» **Task statement**
Copy each line of the material below that includes the string "stripe".

» **Provided entries**
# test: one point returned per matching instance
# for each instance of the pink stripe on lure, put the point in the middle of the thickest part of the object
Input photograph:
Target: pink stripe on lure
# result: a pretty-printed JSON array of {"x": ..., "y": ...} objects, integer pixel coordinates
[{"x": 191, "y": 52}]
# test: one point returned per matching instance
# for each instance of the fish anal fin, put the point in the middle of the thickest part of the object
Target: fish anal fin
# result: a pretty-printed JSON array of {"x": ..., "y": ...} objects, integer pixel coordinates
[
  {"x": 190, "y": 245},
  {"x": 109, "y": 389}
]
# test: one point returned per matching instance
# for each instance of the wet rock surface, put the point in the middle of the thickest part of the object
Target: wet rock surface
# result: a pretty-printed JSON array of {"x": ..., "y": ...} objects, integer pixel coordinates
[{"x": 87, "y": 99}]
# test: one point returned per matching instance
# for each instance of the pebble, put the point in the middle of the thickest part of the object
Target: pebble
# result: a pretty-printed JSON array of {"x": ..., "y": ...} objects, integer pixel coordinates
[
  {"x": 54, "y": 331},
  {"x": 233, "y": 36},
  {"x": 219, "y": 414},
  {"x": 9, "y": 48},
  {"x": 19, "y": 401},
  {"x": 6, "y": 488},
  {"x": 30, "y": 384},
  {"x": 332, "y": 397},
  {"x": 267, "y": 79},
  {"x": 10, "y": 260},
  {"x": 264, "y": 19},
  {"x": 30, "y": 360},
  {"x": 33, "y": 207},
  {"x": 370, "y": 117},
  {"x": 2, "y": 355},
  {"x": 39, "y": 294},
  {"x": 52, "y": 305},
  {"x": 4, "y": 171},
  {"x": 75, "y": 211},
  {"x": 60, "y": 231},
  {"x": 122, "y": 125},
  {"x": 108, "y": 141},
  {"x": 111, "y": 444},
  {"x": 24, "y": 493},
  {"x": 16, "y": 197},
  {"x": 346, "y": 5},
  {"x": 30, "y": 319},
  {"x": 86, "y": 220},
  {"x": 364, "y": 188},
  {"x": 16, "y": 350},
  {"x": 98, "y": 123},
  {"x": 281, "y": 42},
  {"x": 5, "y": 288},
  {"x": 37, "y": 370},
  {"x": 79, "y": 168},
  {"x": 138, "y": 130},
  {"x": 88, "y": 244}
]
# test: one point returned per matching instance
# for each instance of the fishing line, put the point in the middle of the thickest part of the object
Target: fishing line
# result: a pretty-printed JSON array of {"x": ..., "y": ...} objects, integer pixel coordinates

» **Output of the task**
# for each instance of the pink stripe on lure, put the point in the middle of the thickest part of the object
Target: pink stripe on lure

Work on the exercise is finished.